Cent ans d’Art déco : les bijoux des grands joailliers au Musée des arts décoratifs

C’est un détail qui n’est pas passé inaperçu auprès des amateurs de bijoux : l’affiche de l’événement du Musée des arts décoratifs ne montre ni un meuble, ni un objet de décoration, mais un petit étui laqué et précieux du joaillier Raymond Templier. C’est dire l’importance de cette corporation dans ce mouvement du début du XXsiècle célébré par l’Exposition internationale des Arts décoratifs et industriels modernes de Paris de 1925. « On pense souvent que cette exposition marque la naissance du mouvement, alors qu’en réalité elle aurait dû avoir lieu en 1915, et que 1925 s’avère bien davantage le couronnement d’un certain courant, déjà assez mûr, de l’Art déco », explique Mathieu Rousset-Perrier, un des commissaires de l’exposition et conservateur, entre autres, des bijoux du musée.
□ □ □ □
## [Défi 1]
Relevez tous les adjectifs que l'article sur les bijoux Art déco applique à l'étui de Raymond Templier montré sur l'affiche.
## [Défi 2]
Prolongez l'article sur les bijoux Art déco en reprenant juste après sa dernière phrase.

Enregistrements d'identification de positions
□ □ □ □
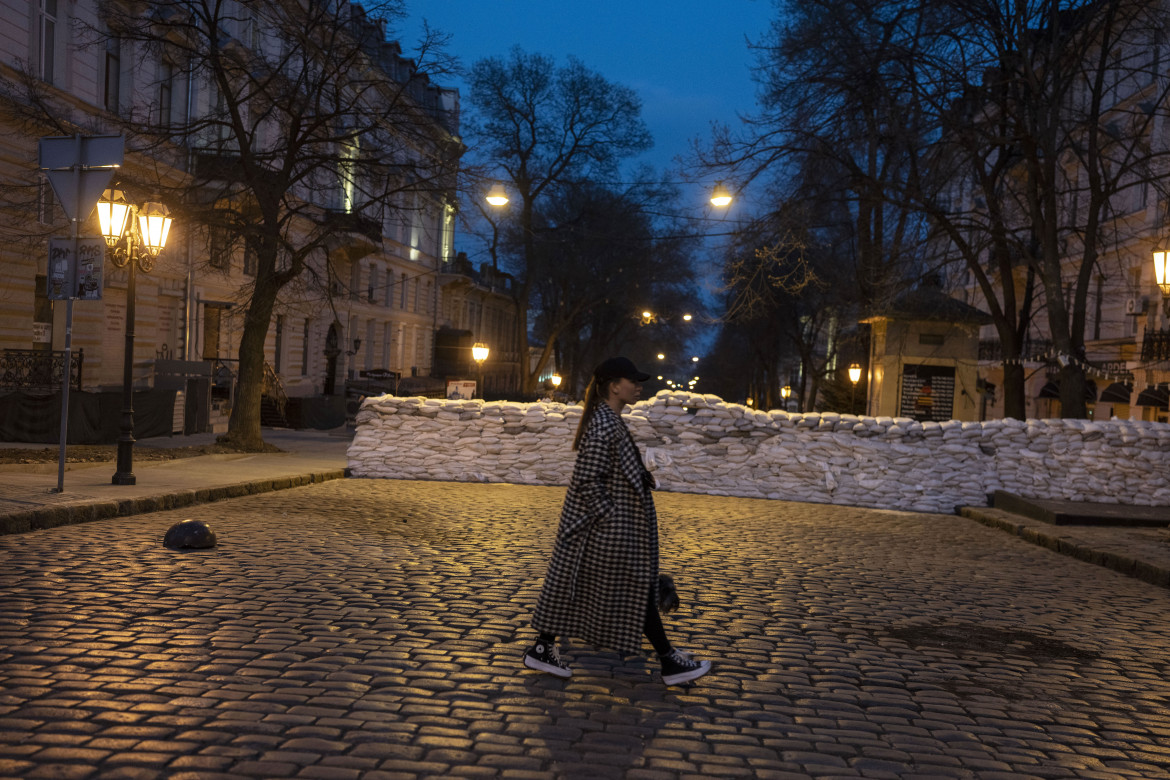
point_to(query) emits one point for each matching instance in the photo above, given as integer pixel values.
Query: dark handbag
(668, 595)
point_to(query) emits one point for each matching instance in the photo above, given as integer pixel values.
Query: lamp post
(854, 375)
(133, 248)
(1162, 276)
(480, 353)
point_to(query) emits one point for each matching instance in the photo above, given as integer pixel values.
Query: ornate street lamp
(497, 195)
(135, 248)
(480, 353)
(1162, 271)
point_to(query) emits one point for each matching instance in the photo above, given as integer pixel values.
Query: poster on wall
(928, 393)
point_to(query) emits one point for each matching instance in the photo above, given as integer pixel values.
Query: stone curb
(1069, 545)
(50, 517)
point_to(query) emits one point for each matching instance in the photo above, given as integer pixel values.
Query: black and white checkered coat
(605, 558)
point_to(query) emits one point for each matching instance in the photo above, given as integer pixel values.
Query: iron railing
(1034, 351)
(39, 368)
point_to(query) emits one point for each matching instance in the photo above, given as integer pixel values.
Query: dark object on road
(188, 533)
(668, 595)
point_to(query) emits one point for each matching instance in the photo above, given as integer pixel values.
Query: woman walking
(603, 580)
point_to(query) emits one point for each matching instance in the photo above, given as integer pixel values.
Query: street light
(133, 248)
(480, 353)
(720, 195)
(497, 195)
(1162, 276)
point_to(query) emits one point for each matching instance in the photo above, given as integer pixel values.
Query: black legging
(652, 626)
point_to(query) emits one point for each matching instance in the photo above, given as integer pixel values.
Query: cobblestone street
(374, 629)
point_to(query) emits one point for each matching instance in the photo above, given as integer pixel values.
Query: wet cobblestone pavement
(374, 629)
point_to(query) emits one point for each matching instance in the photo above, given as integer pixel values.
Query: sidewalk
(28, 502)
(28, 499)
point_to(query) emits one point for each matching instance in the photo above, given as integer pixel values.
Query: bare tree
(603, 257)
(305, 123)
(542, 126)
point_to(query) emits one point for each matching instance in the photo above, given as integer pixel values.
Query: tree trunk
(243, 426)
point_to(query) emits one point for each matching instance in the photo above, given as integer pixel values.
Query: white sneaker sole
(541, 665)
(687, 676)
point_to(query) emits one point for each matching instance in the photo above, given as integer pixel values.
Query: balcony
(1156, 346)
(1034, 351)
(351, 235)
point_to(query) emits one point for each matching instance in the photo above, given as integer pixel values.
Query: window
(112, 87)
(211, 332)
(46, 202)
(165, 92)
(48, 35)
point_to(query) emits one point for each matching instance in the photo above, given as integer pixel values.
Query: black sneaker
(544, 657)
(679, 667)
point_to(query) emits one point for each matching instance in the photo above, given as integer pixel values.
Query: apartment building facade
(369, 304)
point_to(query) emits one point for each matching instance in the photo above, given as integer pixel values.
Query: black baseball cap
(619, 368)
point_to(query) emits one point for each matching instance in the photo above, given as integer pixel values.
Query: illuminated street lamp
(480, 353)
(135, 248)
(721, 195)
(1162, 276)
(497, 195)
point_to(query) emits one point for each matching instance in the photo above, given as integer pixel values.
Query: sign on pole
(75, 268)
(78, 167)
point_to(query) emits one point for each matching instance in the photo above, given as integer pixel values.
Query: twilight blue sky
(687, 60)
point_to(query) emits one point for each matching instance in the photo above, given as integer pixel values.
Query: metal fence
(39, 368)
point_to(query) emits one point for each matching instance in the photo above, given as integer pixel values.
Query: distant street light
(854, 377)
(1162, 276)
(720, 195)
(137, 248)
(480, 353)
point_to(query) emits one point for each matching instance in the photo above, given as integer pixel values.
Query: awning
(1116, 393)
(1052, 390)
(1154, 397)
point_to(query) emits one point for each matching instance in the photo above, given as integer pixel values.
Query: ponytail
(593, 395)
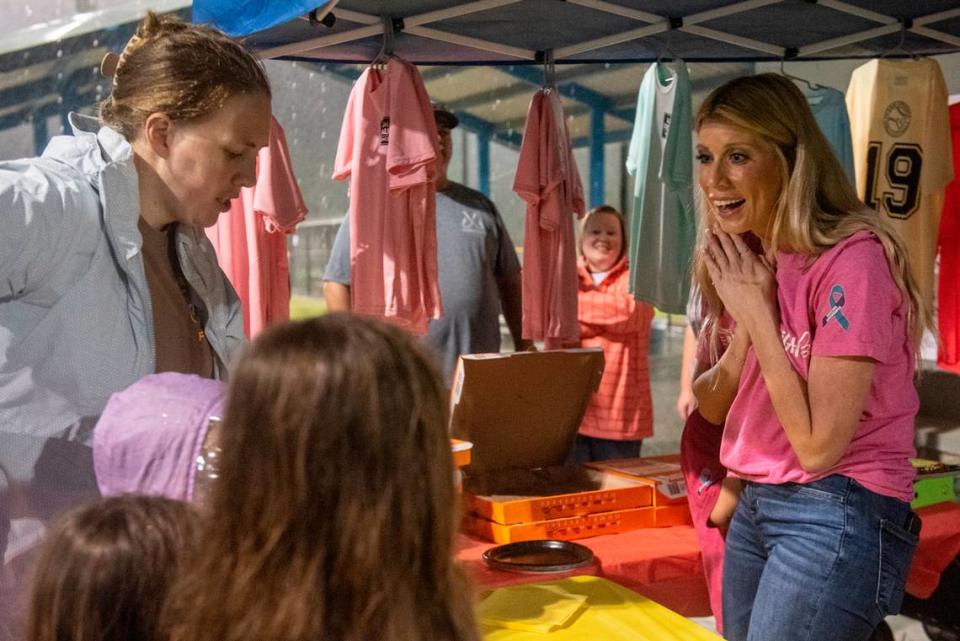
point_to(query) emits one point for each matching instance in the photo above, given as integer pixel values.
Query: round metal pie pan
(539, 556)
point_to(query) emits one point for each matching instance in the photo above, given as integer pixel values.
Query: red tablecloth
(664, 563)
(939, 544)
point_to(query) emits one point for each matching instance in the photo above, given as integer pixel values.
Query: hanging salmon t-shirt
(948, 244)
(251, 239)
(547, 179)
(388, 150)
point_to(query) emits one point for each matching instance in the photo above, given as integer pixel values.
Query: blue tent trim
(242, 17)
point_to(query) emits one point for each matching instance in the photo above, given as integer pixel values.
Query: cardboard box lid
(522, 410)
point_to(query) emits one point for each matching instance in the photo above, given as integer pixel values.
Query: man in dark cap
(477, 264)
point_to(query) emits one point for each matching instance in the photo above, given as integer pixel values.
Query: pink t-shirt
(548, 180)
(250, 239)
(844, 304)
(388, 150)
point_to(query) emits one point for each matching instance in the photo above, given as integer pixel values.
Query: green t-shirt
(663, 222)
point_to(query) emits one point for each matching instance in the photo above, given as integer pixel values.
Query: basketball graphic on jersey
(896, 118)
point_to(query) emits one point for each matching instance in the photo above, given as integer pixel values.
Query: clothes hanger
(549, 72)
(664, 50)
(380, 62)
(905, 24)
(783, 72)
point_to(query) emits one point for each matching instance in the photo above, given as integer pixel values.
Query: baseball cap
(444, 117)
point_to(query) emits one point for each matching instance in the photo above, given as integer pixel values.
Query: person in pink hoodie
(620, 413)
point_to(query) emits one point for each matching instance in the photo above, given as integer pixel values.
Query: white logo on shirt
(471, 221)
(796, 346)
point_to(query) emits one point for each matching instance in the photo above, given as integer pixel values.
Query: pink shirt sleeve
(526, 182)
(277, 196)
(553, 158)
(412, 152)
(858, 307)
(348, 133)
□ □ □ □
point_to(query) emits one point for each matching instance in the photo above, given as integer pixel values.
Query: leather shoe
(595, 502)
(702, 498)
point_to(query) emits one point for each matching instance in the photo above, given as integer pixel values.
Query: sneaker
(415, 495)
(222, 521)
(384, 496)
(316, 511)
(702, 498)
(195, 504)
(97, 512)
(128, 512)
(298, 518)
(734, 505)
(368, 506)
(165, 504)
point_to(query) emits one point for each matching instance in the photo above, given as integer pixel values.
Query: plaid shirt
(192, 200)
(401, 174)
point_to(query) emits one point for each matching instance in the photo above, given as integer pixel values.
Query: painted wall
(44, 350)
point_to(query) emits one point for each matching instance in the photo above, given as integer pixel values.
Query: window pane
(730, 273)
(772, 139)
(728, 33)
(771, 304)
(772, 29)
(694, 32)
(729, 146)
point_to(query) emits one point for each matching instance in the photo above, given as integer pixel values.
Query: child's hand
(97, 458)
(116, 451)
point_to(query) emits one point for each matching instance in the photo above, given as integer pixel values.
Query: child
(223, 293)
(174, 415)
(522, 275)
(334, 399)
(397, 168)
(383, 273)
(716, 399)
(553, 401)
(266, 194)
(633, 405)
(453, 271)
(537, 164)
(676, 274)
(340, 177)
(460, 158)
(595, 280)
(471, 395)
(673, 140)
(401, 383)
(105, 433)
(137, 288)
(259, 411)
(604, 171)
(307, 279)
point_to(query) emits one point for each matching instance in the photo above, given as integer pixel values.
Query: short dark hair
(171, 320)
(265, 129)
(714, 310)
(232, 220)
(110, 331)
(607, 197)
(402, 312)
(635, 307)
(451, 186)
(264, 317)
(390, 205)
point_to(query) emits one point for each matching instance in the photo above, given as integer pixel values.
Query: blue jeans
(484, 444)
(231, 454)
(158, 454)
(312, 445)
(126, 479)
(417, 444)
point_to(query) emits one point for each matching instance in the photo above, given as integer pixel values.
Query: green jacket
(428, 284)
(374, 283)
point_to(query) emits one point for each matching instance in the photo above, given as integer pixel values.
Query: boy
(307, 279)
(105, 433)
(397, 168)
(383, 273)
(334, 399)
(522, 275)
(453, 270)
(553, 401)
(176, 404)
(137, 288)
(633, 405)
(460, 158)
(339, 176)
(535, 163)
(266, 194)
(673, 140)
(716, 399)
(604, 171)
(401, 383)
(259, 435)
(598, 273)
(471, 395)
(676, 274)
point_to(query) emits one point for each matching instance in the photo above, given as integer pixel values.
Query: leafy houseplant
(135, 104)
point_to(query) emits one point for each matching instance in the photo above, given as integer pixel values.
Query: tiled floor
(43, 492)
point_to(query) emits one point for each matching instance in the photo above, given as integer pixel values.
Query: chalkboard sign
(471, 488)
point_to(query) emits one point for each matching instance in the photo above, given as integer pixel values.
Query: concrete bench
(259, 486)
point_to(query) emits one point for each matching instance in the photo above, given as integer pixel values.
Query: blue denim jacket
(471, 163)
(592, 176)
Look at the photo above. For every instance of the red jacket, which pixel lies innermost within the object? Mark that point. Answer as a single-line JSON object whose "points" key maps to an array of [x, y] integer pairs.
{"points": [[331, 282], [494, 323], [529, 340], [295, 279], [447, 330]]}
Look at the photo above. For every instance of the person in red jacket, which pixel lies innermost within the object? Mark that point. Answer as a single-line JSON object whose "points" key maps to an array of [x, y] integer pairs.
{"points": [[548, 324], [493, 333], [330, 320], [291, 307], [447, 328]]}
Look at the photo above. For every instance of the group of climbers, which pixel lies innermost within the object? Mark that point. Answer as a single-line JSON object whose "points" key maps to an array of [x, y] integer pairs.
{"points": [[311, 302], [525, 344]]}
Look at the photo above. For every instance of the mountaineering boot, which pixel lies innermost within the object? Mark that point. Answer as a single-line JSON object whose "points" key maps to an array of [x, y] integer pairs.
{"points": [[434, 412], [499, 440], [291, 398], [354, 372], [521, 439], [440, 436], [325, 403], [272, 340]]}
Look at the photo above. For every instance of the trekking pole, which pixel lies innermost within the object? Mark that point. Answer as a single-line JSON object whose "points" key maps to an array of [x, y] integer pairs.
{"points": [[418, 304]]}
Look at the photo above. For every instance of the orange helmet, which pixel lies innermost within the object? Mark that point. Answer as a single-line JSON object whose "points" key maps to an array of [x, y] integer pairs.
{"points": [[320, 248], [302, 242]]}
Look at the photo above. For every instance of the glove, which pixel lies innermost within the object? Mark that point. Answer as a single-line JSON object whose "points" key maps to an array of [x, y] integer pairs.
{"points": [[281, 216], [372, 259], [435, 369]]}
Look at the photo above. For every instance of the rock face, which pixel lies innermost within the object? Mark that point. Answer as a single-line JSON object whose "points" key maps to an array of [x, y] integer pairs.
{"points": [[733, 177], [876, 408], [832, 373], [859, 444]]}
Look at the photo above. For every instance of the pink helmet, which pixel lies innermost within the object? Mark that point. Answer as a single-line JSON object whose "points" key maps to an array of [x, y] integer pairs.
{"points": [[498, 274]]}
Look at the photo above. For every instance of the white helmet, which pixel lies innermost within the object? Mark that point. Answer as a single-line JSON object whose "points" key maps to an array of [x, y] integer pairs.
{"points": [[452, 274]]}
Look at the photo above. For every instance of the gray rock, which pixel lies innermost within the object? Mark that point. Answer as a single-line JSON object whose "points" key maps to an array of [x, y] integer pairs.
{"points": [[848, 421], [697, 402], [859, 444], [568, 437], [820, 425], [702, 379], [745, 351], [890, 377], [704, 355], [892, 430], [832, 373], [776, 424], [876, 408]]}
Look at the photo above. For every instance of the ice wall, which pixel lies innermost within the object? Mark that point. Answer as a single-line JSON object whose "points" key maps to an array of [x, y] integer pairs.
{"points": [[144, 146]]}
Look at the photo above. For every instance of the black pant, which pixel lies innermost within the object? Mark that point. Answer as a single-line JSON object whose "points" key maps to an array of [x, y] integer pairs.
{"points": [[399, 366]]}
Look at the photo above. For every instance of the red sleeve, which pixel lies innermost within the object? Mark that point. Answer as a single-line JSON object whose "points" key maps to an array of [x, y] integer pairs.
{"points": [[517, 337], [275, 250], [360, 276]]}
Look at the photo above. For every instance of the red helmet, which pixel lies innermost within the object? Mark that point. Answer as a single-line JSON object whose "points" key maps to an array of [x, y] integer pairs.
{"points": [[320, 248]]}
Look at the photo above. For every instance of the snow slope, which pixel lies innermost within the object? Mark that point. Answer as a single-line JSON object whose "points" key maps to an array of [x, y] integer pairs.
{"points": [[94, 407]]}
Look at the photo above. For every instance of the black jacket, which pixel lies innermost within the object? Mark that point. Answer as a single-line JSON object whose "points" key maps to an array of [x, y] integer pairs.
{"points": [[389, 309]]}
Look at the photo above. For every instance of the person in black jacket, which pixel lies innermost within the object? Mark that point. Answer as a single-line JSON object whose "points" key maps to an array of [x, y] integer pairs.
□ □ □ □
## [Résultat 1]
petit, laqué, précieux

## [Résultat 2]
En témoigne la volumineuse broche Boucheron, dans la première salle du parcours, ornée d’un pompon de soie et de pierres dures plutôt rares en joaillerie à l’époque (lapis, corail, onyx, jade, turquoise). « Ce bijou concentre l’envie de rupture inhérente au mouvement et la volonté de faire des propositions inédites, reprend le commissaire. D’ailleurs, il appartient toujours aux archives du joaillier qui ne l’a pas vendu lors de l’exposition internationale, tant il était différent de sa production habituelle»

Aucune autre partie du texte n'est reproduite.